» **Exercise requirements**:
[A] According to the article on end-of-life bed demand in Sussex hospitals, on what date did the online meeting of regional NHS leaders take place?
[B] Continue the article on end-of-life bed demand in Sussex hospitals from its final sentence.

» **Excerpted passage**:
* * * * * * *
Westminster Policy News & Legislative Analysis

Sussex NHS warns end-of-life bed demand could limit winter care

An internal Sussex NHS briefing has warned that rising numbers of patients requiring end-of-life care are occupying acute beds and could constrain the level of treatment delivered this winter. In a recording heard by the BBC, a University Hospitals Sussex consultant described how some patients are receiving palliative care in accident and emergency corridors amid severe bed pressures.

The remarks were made on 4 November during an online meeting of regional leaders from University Hospitals Sussex NHS Trust and East Sussex Healthcare NHS Trust, joined by community health representatives. Presenting ‘Palliative and End of Life Care in Sussex’, the consultant outlined dilemmas facing managers when hospice places are unavailable and community support is uncertain.

The consultant said teams were ‘no longer putting patients on the waiting list for transfer who are just straightforward dying’, prioritising those with complex needs. On enhanced palliative care in A&E, she described the choice facing clinicians: admit for corridor care or turn the patient around to an ambulance knowing they could die on the way home. She added that many patients in hospital did not need to be there, while others with complex needs had gaps in provision.

She cautioned that patients with treatable conditions might struggle to access timely admission because so many end-of-life patients are in hospital beds, concluding that ‘we’ve all known this crisis is coming’. University Hospitals Sussex covers sites including Worthing, the Royal Sussex County Hospital in Brighton, St Richard’s in Chichester and the Princess Royal in Haywards Heath.

A spokesperson for the NHS in Sussex said the system is committed to providing high-quality, person-centred palliative and end-of-life care across a range of settings, with an emphasis on out-of-hospital options such as community services and hospices. They acknowledged that emergency care services remain under significant pressure but said staff are working to ensure patients receive the care they need and that ‘robust partnership work’ is in place over the winter to support individual care plans and direct people to the right service.

The Royal College of Emergency Medicine said delayed discharges remain a major challenge and that limited social or community care means some patients needing end-of-life support cannot leave hospital. Its president, Dr Ian Higginson, said the college is worried about the number of people who end up in emergency departments and then wards because dedicated services are not available, noting that some who would prefer to be at home find themselves in corridors.
* * * * * * *
Dataset excerpts:
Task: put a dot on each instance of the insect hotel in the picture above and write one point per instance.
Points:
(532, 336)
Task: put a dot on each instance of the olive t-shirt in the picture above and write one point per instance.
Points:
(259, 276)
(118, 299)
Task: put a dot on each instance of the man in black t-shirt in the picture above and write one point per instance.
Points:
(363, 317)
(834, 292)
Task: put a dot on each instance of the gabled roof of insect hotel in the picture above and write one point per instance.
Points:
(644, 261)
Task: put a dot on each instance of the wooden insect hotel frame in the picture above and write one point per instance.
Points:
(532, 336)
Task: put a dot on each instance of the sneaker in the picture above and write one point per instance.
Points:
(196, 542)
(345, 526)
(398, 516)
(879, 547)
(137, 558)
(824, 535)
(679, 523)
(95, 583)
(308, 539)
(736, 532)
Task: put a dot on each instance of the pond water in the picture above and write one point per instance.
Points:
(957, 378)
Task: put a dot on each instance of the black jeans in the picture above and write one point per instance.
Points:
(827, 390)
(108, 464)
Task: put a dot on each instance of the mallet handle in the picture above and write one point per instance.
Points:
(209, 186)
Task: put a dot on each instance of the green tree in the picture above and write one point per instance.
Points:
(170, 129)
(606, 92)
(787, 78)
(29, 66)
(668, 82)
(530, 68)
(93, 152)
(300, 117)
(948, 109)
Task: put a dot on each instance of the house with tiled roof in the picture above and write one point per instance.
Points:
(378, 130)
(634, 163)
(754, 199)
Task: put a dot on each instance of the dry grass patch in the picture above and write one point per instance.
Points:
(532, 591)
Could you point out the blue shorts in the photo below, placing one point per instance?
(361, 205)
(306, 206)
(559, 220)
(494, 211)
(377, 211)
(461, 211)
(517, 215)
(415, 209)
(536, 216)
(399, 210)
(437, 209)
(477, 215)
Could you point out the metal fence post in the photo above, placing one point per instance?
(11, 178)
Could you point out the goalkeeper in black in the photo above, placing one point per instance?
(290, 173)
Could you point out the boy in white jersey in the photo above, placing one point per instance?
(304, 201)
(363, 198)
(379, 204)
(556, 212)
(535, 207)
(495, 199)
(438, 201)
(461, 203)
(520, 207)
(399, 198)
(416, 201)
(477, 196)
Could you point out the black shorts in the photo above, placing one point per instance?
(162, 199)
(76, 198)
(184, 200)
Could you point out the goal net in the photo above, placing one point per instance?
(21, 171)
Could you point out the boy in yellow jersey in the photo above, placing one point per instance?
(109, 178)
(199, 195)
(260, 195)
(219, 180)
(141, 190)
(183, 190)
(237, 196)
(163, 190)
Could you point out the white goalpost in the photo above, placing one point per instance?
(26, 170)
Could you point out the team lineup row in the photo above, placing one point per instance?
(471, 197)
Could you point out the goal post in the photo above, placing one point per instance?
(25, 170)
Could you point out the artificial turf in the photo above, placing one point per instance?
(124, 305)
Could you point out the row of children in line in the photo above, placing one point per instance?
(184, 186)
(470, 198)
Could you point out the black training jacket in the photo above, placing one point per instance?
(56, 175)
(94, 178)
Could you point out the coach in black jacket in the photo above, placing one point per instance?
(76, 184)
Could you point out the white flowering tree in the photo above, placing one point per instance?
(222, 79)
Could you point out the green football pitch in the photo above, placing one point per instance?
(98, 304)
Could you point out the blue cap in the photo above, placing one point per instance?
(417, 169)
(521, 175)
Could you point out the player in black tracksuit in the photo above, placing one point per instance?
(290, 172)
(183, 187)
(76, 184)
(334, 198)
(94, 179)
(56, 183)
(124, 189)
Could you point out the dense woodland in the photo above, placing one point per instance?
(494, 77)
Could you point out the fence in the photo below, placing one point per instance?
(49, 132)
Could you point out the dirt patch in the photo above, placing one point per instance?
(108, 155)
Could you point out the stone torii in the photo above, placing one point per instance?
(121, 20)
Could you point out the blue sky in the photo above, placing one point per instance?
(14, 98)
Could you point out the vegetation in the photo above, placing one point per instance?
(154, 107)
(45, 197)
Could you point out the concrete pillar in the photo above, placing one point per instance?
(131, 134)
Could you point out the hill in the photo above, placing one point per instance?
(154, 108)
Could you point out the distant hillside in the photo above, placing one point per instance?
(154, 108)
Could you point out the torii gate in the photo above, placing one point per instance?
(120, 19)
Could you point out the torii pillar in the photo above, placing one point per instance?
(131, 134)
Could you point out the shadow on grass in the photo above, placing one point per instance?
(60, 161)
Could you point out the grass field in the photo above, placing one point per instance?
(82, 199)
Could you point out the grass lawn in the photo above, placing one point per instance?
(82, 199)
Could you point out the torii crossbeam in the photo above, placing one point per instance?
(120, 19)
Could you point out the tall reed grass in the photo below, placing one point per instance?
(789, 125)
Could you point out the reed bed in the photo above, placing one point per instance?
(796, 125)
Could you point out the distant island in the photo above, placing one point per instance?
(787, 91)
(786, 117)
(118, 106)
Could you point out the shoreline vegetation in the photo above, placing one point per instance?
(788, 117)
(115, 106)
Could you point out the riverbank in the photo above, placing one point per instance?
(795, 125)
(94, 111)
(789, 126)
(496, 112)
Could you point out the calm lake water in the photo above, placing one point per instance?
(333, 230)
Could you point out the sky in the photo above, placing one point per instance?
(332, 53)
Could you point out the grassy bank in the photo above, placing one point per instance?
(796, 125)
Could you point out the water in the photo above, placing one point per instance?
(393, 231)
* * * * * * *
» **Answers for the exercise**:
[A] 4 November

[B]
An NHS clinician who contacted the BBC said end-of-life care delivered in emergency departments, corridors and ambulances, or via unsupported discharges home, has become increasingly routine across multiple regions. They highlighted a recurring pattern of hospital beds occupied by dying patients who should be cared for elsewhere and limited or delayed access to hospice or community services.

The NHS Confederation, which represents health service leaders, said hospitals often become the default when community and social care are under pressure or unavailable. Rory Deighton, director of the Confederation’s acute network, said the solution requires investment across the whole system rather than asking hospitals alone to absorb further strain.

Hospice UK warned of a funding crisis in the sector. Chief executive Toby Porter said that while hospitals are appropriate for some people, most would not choose to die on a busy ward, and that hospices want to expand community provision but have had to cut back this year because of funding pressures, increasing knock-on effects for hospitals.

Policy Wire analysis: The testimony and official responses indicate a system-wide bottleneck around discharge and community capacity. Without reliable hospice places and funded community packages, acute teams face difficult choices in emergency departments and higher ward occupancy, with likely consequences for elective recovery and urgent care flow through the peak winter period.